Segment Start: RAW DATA

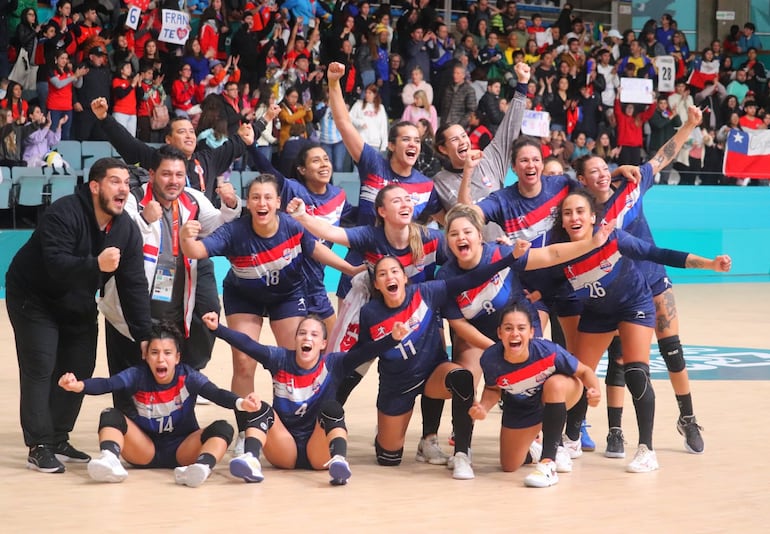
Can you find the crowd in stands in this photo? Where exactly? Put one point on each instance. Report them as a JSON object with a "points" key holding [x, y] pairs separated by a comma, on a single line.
{"points": [[417, 67]]}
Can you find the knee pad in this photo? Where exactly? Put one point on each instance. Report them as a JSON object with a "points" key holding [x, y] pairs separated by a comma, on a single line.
{"points": [[331, 416], [637, 376], [614, 376], [263, 419], [460, 382], [218, 429], [673, 354], [113, 418], [386, 457], [615, 350]]}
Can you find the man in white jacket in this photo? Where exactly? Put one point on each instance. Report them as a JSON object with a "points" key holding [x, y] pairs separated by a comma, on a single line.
{"points": [[160, 208]]}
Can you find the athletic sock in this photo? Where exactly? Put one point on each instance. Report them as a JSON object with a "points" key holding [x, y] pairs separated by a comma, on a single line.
{"points": [[614, 416], [575, 417], [431, 415], [206, 459], [685, 404], [338, 446], [554, 416], [638, 382], [109, 445], [252, 445]]}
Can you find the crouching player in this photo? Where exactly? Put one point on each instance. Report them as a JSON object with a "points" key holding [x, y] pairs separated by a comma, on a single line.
{"points": [[305, 429], [539, 381], [162, 430]]}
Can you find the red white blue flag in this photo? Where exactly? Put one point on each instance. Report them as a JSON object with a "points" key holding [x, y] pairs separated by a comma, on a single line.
{"points": [[747, 154]]}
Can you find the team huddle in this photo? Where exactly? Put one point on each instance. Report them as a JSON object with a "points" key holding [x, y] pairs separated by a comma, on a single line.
{"points": [[577, 253]]}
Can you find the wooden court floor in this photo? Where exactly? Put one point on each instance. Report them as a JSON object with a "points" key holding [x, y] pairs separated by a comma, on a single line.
{"points": [[724, 490]]}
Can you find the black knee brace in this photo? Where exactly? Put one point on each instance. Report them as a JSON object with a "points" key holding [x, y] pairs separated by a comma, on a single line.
{"points": [[113, 418], [460, 382], [218, 429], [614, 375], [331, 416], [263, 419], [386, 457], [673, 354], [637, 376]]}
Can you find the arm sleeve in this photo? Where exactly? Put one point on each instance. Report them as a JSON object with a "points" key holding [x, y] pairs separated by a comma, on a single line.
{"points": [[497, 155], [363, 352], [244, 343], [638, 249], [131, 149], [458, 284]]}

Segment End: RAW DATA

TASK TO COMPLETE: Everything in the records above should be retyped exactly except the pictures.

THE ANSWER:
Can you find the crowd in stands in this photo? Where exactly? Put one point on each instance. Report them as a JSON object with a "points" key holding [x, y] pairs separated by a comma, on a single line.
{"points": [[417, 67]]}
Can you find the knee pad in this photo? Where exactly? Put one point on each instance. Report them as a JSON object with a "points" key holding [x, y] pairs separated by a comma, on a single line.
{"points": [[331, 416], [637, 376], [614, 376], [263, 419], [460, 382], [218, 429], [673, 354], [113, 418], [386, 457], [615, 350]]}
Can you find the man in white jacket in this photo? Where exactly? Put one point on each instance. Report them as a JSON object with a "points" key holding [x, y] pairs separated by a comma, on a single line.
{"points": [[160, 208]]}
Can you find the athletic sock in this photo? Where exactly? Put one point on each instance. Report them as a JSON object with a "points" key holding [x, y] pairs separated by a comma, on a single line.
{"points": [[614, 416], [575, 417], [431, 415], [206, 459], [685, 404], [338, 446], [554, 416], [638, 382], [109, 445], [252, 445]]}
Can you find the crouching player in this photo? Where exactly? Put one point on each instance. Report them as a JSON object with a "points" key holding [x, y] pairs separated by a comma, on a single line.
{"points": [[305, 429], [539, 381], [162, 430]]}
Can you find the red white blue flag in this photo? Where exactly? Put one point on each instance. Report them as a JSON object with a "points" key holding [x, y] pairs separated by a comma, on a single line.
{"points": [[747, 154]]}
Can you find the team huddle in this photo? Where exactly? Put one point on each instance. Report them as a JSON object with a "points" key holding [x, y] pairs separated by a comma, on a single line.
{"points": [[577, 253]]}
Can you find the wooden court floor in this photo? Where exactly? Put one point on each instance. Report them as a JSON object with a "points" key holding [x, y] pairs separated by a comma, on a single line.
{"points": [[724, 490]]}
Can you find the black knee brace in this photo? Where exactly? Put one point on each instance. Report them as a JSON object with a "points" key holding [x, y] pairs separated by a comma, on a single line.
{"points": [[113, 418], [460, 382], [218, 429], [614, 375], [331, 416], [263, 419], [386, 457], [673, 354], [637, 376]]}
Can you find the arm sleeve in this photo? Where exactly? Put one point on each instance. Report them as a JSON object with a "points" key holding [x, y] pairs separated by a comma, on a single line.
{"points": [[497, 155], [363, 352], [244, 343], [638, 249], [131, 149], [458, 284]]}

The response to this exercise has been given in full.